● THE DATA

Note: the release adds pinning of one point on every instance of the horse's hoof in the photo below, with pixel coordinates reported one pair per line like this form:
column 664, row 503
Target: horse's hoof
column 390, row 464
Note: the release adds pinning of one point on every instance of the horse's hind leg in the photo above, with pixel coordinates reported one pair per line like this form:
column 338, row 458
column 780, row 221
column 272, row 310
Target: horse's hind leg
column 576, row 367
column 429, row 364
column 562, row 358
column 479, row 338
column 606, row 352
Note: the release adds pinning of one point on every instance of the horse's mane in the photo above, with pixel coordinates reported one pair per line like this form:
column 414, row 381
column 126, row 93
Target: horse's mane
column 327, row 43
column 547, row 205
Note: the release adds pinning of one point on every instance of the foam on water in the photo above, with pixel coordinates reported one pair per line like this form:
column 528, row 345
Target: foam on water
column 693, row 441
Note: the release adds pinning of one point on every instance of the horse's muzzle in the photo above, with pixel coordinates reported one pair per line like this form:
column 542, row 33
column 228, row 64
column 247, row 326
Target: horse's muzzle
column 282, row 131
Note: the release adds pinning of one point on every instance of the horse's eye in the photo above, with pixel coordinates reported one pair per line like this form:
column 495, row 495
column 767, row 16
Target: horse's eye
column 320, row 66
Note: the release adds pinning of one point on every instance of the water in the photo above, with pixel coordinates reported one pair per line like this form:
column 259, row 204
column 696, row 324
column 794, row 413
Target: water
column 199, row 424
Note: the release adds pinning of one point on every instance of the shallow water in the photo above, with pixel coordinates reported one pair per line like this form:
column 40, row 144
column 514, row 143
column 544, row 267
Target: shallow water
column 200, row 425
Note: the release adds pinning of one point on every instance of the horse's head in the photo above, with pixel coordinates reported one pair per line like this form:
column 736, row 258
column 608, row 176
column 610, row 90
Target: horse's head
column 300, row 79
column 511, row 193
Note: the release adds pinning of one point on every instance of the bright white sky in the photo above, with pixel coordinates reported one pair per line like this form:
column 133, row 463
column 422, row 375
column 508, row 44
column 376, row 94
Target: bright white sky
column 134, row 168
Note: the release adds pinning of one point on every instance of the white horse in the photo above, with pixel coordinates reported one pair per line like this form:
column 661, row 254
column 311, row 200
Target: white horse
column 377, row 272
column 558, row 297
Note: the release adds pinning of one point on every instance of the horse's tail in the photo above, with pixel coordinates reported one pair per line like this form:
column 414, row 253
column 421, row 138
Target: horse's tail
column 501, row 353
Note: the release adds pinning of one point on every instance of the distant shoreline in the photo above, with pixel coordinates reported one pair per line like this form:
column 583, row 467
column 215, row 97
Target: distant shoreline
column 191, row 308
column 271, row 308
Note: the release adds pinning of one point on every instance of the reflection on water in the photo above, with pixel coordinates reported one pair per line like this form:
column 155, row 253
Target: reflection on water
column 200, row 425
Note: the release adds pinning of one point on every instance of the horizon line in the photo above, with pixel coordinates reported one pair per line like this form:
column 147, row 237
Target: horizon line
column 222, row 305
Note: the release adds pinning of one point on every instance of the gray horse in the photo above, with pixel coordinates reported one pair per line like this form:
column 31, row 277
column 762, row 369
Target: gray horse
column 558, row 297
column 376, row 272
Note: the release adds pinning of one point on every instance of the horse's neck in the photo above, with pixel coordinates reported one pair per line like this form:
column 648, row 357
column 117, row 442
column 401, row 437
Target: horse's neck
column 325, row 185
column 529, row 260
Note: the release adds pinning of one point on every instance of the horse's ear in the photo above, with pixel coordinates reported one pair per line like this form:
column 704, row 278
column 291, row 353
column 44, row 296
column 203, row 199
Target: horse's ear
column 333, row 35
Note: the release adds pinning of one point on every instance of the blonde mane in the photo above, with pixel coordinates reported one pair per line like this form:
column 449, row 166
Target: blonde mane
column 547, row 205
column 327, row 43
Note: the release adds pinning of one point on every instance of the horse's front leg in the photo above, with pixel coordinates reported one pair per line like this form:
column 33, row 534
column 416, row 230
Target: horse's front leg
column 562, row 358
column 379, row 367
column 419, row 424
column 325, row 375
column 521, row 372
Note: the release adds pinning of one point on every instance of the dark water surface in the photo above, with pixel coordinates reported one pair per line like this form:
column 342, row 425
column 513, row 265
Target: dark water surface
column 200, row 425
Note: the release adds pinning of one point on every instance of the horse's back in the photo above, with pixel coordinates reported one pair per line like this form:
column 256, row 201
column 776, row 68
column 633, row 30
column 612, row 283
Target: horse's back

● EXERCISE DESCRIPTION
Copy all the rows above word for word, line by line, with nothing changed.

● ANSWER TO THIS EXERCISE
Note: the release adds pinning of one point on every instance of the horse's hoof in the photo below, with pixel coordinates reported one pair per line like this form:
column 664, row 503
Target: horse's hoof
column 390, row 464
Note: the release adds pinning of one point on every instance of the horse's hind leg in the photo above, with pixel coordinates reported one pair per line like this form:
column 338, row 458
column 780, row 221
column 272, row 310
Target: horse's hind leg
column 576, row 367
column 429, row 364
column 562, row 358
column 479, row 338
column 606, row 352
Note: the release adds pinning of one point on every instance of the horse's mane in the photo above, with pixel coordinates reported one pair per line like this form:
column 414, row 381
column 126, row 93
Target: horse's mane
column 327, row 43
column 547, row 205
Note: the release adds pinning of one point on every instance of the foam on water in the photo above, with pixel coordinates reported one pair per line like this form:
column 528, row 345
Target: foam on water
column 693, row 441
Note: the release adds pinning of one point on every instance of the horse's muzzle in the photo above, with pixel coordinates reported one pair per line like this form:
column 542, row 33
column 228, row 64
column 247, row 326
Target: horse's muzzle
column 282, row 131
Note: the release adds pinning of one point on every instance of the horse's eye in the photo above, with pixel coordinates reported one pair per line like this form:
column 495, row 495
column 767, row 16
Target: horse's eye
column 320, row 66
Note: the release adds pinning of one point on every instance of the water in the photo above, with pixel coordinates reported one pair per line like this form:
column 259, row 204
column 696, row 324
column 794, row 413
Target: water
column 199, row 424
Note: the release adds pinning of one point on every instance of the shallow water in the photo above, with pixel coordinates reported one pair per line like this form:
column 40, row 144
column 514, row 143
column 544, row 267
Target: shallow water
column 200, row 425
Note: the release adds pinning of one point on every instance of the horse's head in the photo above, with pixel coordinates reported one pair per line like this form:
column 736, row 258
column 608, row 176
column 610, row 90
Target: horse's head
column 300, row 79
column 511, row 193
Note: the release adds pinning of one point on every instance of the bright white sky in the photo above, with pixel coordinates reported one pair per line like this form:
column 133, row 463
column 422, row 375
column 508, row 44
column 376, row 94
Target: bright white sky
column 134, row 168
Note: the release adds pinning of one point on every instance of the white horse in the photo above, with pixel coordinates reported one pair per line like this form:
column 661, row 254
column 311, row 200
Target: white horse
column 377, row 272
column 558, row 297
Note: the release adds pinning of one point on every instance of the horse's tail in the photo above, with pixel coordinates reported one pair per line like this form:
column 414, row 253
column 421, row 138
Target: horse's tail
column 501, row 353
Note: the release adds pinning of one point on every instance of the distant shoreline in the photo above, with pixel coordinates reported one pair per line like this form:
column 583, row 467
column 215, row 97
Target: distant shoreline
column 191, row 308
column 271, row 308
Note: the release adds pinning of one point on every instance of the reflection on water in the photo above, with pixel coordinates reported one pair per line like this form:
column 155, row 253
Target: reflection on water
column 200, row 425
Note: the release adds pinning of one point on every instance of the horizon line in the photo above, with pixel coordinates reported one pair per line like this form:
column 147, row 237
Target: horizon line
column 222, row 305
Note: the release adds pinning of one point on every instance of the gray horse in the photo above, with pixel coordinates reported one pair per line like this form:
column 31, row 277
column 762, row 369
Target: gray horse
column 558, row 297
column 376, row 272
Note: the release adds pinning of one point on every instance of the horse's neck in the photo above, with pixel coordinates reported one pair per line like this form:
column 648, row 357
column 117, row 442
column 401, row 437
Target: horse's neck
column 325, row 185
column 529, row 260
Note: the release adds pinning of one point on every instance of the horse's ear in the photo above, with pixel coordinates reported one pair per line like this form:
column 704, row 278
column 291, row 353
column 44, row 296
column 203, row 199
Target: horse's ear
column 333, row 35
Note: the release adds pinning of one point on every instance of the blonde mane in the photo above, with pixel coordinates reported one pair per line like this form:
column 449, row 166
Target: blonde mane
column 547, row 205
column 327, row 43
Note: the release adds pinning of one point on every instance of the horse's front leg in the photo above, with pixel coordinates reported one pair per line like this form:
column 33, row 534
column 416, row 230
Target: horse's front leg
column 562, row 358
column 379, row 367
column 419, row 424
column 325, row 375
column 521, row 372
Note: the release adds pinning of one point on every instance of the dark water surface in the photo above, with pixel coordinates reported one pair per line like this form:
column 342, row 425
column 513, row 265
Target: dark water surface
column 200, row 425
Note: the release adds pinning of one point on every instance of the horse's back in the photo above, with pixel coordinates reported one pair per line like this form:
column 256, row 201
column 776, row 68
column 633, row 30
column 612, row 283
Target: horse's back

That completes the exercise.